## TASK
In the entries below, every line with the string "floor" is to be reported.

## INPUT DATA
★ ★ ★ ★ ★

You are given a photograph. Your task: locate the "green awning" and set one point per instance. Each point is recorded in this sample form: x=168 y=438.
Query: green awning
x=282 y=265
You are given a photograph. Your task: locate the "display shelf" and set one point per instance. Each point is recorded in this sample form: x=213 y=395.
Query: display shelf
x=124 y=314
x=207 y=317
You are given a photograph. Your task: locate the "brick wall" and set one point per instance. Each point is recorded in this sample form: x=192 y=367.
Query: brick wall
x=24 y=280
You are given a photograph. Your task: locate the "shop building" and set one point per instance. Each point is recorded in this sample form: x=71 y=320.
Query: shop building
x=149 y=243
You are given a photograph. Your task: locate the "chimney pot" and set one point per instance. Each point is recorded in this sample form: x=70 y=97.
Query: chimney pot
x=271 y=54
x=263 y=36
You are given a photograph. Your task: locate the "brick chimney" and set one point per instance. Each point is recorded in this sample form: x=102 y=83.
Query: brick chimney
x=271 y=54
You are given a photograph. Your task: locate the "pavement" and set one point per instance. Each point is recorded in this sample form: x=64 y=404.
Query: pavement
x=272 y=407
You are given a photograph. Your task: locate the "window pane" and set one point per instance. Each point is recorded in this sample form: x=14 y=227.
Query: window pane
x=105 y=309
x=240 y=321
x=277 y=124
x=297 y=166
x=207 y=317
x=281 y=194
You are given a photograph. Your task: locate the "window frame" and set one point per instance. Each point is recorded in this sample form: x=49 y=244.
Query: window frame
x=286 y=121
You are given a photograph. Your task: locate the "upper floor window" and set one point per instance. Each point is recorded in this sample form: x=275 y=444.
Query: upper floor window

★ ★ ★ ★ ★

## OUTPUT OF THE EXERCISE
You are given a photograph. Your task: locate the "upper floor window" and set one point per instance. Each point is recorded in this sample form: x=275 y=444.
Query: upper floor window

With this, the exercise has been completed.